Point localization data
^^^^
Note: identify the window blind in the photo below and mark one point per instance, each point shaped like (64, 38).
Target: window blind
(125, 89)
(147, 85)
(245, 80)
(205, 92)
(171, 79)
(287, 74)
^^^^
The task >> The records above are to be given again in full, exactly as written.

Completed exercise >>
Note: identify the window blind in the photo below and mark one point per instance, each point shaped like (64, 38).
Target: window blind
(125, 89)
(147, 85)
(245, 80)
(205, 92)
(171, 79)
(287, 74)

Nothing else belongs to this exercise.